**Requirements**:
Pull out each line of the items below that contains the word "green".
******
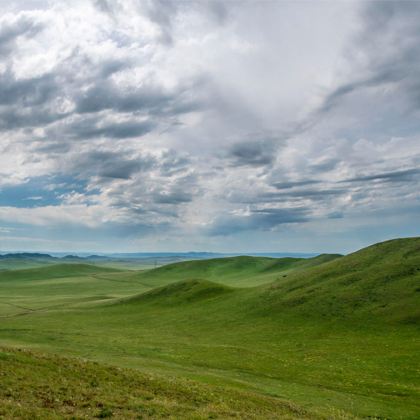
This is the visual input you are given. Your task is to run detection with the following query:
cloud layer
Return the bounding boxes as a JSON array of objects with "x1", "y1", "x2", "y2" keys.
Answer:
[{"x1": 0, "y1": 0, "x2": 420, "y2": 252}]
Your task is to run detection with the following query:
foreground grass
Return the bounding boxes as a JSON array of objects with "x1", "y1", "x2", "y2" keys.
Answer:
[
  {"x1": 0, "y1": 348, "x2": 314, "y2": 420},
  {"x1": 0, "y1": 239, "x2": 420, "y2": 419}
]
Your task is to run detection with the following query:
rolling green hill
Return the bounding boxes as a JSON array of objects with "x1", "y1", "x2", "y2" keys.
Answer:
[
  {"x1": 133, "y1": 254, "x2": 341, "y2": 287},
  {"x1": 0, "y1": 348, "x2": 309, "y2": 419},
  {"x1": 0, "y1": 238, "x2": 420, "y2": 419}
]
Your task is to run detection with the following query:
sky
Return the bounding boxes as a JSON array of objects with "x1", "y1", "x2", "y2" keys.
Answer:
[{"x1": 0, "y1": 0, "x2": 420, "y2": 253}]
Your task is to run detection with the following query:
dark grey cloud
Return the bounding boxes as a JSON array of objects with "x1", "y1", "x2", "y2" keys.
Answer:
[
  {"x1": 271, "y1": 179, "x2": 321, "y2": 190},
  {"x1": 58, "y1": 117, "x2": 156, "y2": 140},
  {"x1": 340, "y1": 168, "x2": 420, "y2": 183},
  {"x1": 153, "y1": 189, "x2": 193, "y2": 204},
  {"x1": 0, "y1": 13, "x2": 44, "y2": 55},
  {"x1": 76, "y1": 79, "x2": 200, "y2": 115},
  {"x1": 228, "y1": 140, "x2": 276, "y2": 166},
  {"x1": 319, "y1": 0, "x2": 420, "y2": 118},
  {"x1": 208, "y1": 207, "x2": 310, "y2": 236},
  {"x1": 65, "y1": 150, "x2": 156, "y2": 179}
]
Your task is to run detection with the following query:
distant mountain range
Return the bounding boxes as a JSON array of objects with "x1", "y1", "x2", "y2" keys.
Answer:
[{"x1": 0, "y1": 251, "x2": 318, "y2": 261}]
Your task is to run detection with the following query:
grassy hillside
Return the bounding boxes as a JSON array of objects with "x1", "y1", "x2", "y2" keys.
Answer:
[
  {"x1": 264, "y1": 238, "x2": 420, "y2": 325},
  {"x1": 133, "y1": 254, "x2": 340, "y2": 287},
  {"x1": 0, "y1": 348, "x2": 312, "y2": 419},
  {"x1": 0, "y1": 239, "x2": 420, "y2": 419}
]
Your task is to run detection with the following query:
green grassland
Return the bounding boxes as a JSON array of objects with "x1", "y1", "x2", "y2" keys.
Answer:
[{"x1": 0, "y1": 238, "x2": 420, "y2": 419}]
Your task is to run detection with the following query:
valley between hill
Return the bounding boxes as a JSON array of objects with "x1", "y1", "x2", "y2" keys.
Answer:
[{"x1": 0, "y1": 238, "x2": 420, "y2": 419}]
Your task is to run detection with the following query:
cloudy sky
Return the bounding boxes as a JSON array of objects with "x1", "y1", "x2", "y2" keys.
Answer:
[{"x1": 0, "y1": 0, "x2": 420, "y2": 252}]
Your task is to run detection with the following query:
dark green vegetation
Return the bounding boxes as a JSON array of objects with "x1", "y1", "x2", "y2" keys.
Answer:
[
  {"x1": 0, "y1": 238, "x2": 420, "y2": 419},
  {"x1": 0, "y1": 349, "x2": 309, "y2": 419}
]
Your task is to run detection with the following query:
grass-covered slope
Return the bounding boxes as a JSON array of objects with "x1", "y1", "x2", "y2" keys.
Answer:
[
  {"x1": 133, "y1": 254, "x2": 340, "y2": 287},
  {"x1": 0, "y1": 348, "x2": 313, "y2": 420},
  {"x1": 263, "y1": 238, "x2": 420, "y2": 325},
  {"x1": 0, "y1": 264, "x2": 119, "y2": 282},
  {"x1": 0, "y1": 238, "x2": 420, "y2": 419}
]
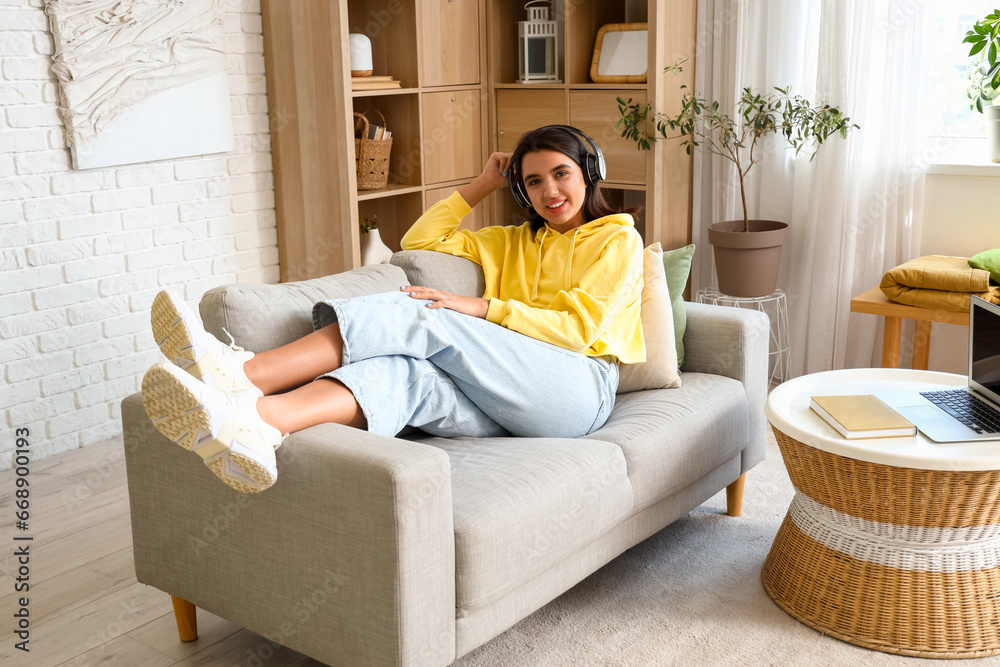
******
**Response to the exercise**:
rolling green hill
green grassland
dark green vegetation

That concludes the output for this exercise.